**Goal**
Repeat the whole listing below, word for word.

**Position annotation records**
#####

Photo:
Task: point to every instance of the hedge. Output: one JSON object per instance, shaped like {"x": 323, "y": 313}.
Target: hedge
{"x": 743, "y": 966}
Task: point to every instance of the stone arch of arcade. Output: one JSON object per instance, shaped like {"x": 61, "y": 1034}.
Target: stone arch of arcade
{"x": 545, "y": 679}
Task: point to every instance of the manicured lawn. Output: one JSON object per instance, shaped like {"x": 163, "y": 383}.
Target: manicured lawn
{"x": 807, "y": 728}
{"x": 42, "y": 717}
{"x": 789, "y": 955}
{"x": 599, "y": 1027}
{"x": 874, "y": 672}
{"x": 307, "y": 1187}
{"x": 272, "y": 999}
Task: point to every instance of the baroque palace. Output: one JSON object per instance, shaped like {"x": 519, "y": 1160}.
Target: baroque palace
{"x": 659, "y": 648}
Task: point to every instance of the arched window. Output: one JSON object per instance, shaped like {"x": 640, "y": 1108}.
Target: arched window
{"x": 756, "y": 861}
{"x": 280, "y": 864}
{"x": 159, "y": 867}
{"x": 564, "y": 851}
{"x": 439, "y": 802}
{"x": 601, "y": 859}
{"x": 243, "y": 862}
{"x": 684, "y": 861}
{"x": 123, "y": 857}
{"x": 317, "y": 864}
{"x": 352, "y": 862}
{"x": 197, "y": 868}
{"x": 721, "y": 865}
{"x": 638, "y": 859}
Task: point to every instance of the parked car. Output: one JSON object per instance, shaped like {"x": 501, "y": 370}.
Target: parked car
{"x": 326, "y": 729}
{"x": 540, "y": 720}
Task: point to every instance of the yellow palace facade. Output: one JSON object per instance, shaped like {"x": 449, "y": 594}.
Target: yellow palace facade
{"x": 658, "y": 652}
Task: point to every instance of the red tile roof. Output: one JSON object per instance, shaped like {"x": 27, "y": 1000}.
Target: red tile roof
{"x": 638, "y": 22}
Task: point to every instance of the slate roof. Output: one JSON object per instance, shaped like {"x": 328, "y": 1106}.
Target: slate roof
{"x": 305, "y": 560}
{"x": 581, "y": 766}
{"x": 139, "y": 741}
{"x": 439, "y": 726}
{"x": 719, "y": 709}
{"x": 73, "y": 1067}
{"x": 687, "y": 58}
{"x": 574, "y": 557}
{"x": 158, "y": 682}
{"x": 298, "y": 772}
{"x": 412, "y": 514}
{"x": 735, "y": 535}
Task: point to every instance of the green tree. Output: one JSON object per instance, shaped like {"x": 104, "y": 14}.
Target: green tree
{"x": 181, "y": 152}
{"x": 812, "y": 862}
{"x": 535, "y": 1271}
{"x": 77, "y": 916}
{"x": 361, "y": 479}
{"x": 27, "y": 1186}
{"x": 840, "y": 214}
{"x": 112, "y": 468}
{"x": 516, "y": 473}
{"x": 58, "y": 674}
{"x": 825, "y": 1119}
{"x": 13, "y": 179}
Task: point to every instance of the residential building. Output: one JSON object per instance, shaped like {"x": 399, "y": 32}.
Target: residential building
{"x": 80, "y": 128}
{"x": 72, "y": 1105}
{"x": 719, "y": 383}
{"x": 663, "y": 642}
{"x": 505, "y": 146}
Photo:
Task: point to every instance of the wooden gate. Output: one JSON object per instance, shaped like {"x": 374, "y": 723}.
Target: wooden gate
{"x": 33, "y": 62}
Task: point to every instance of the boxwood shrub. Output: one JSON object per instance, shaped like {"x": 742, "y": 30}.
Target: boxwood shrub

#####

**Answer in full**
Photo:
Task: point to every instance of the hedge. Output: one JSON object per instance, shaped like {"x": 323, "y": 313}.
Target: hedge
{"x": 743, "y": 966}
Task: point to every instance of the stone arch of arcade. Output: one JSON object per instance, shaped like {"x": 61, "y": 1034}.
Target: stone arch of arcade
{"x": 545, "y": 679}
Task: point to every instance of the manicured lawn. Output: one JSON object per instance, shaped like {"x": 163, "y": 383}.
Target: manicured lawn
{"x": 807, "y": 728}
{"x": 42, "y": 717}
{"x": 789, "y": 955}
{"x": 599, "y": 1027}
{"x": 874, "y": 672}
{"x": 307, "y": 1187}
{"x": 272, "y": 999}
Task: point to every instance of the baroque palace. Output: one JSON object per instance, shaped like {"x": 519, "y": 1160}.
Target: baroque palace
{"x": 659, "y": 648}
Task: point to every instance of the arched window. Output: one JSON object per instance, shaped like {"x": 640, "y": 1108}.
Target: arched window
{"x": 756, "y": 861}
{"x": 280, "y": 864}
{"x": 159, "y": 867}
{"x": 564, "y": 851}
{"x": 439, "y": 802}
{"x": 601, "y": 859}
{"x": 243, "y": 862}
{"x": 684, "y": 861}
{"x": 123, "y": 857}
{"x": 317, "y": 864}
{"x": 352, "y": 862}
{"x": 197, "y": 868}
{"x": 721, "y": 865}
{"x": 638, "y": 859}
Task: point to every instance of the parked car. Output: one JSON object per instance, shaped like {"x": 501, "y": 370}.
Target: parked car
{"x": 326, "y": 729}
{"x": 540, "y": 720}
Task: point to every instance of the yellow palace facade. Output: one JSON object per instance, shaped like {"x": 449, "y": 594}.
Target: yellow palace facade
{"x": 658, "y": 652}
Task: point to every instance of the red tile roof. Output: one JSON object per instance, shaped like {"x": 27, "y": 1000}.
Target: red tile roof
{"x": 638, "y": 22}
Task: point to every instance of the slate roof. Output: one JSON object per instance, shaped like {"x": 328, "y": 1106}.
Target: slate roof
{"x": 305, "y": 560}
{"x": 581, "y": 766}
{"x": 139, "y": 741}
{"x": 439, "y": 726}
{"x": 719, "y": 709}
{"x": 73, "y": 1067}
{"x": 687, "y": 58}
{"x": 574, "y": 557}
{"x": 158, "y": 682}
{"x": 298, "y": 772}
{"x": 412, "y": 514}
{"x": 735, "y": 535}
Task: point to every instance of the green tree. Output: one JSON object per instance, shaped like {"x": 104, "y": 14}.
Target: green tree
{"x": 181, "y": 152}
{"x": 812, "y": 862}
{"x": 535, "y": 1271}
{"x": 77, "y": 916}
{"x": 361, "y": 479}
{"x": 27, "y": 1186}
{"x": 840, "y": 214}
{"x": 112, "y": 468}
{"x": 516, "y": 473}
{"x": 58, "y": 674}
{"x": 825, "y": 1119}
{"x": 13, "y": 179}
Task: point to every instance of the residential building. Output: one JSON object per instance, shaped like {"x": 399, "y": 32}.
Target: residential building
{"x": 80, "y": 128}
{"x": 72, "y": 1105}
{"x": 719, "y": 383}
{"x": 663, "y": 642}
{"x": 505, "y": 146}
Photo:
Task: point to every instance of the wooden gate. Output: one JSON object per instance, shaped like {"x": 374, "y": 723}.
Target: wooden gate
{"x": 33, "y": 62}
Task: point to every instance of the boxwood shrub. Output: one JSON object per instance, shaped like {"x": 742, "y": 30}.
Target: boxwood shrub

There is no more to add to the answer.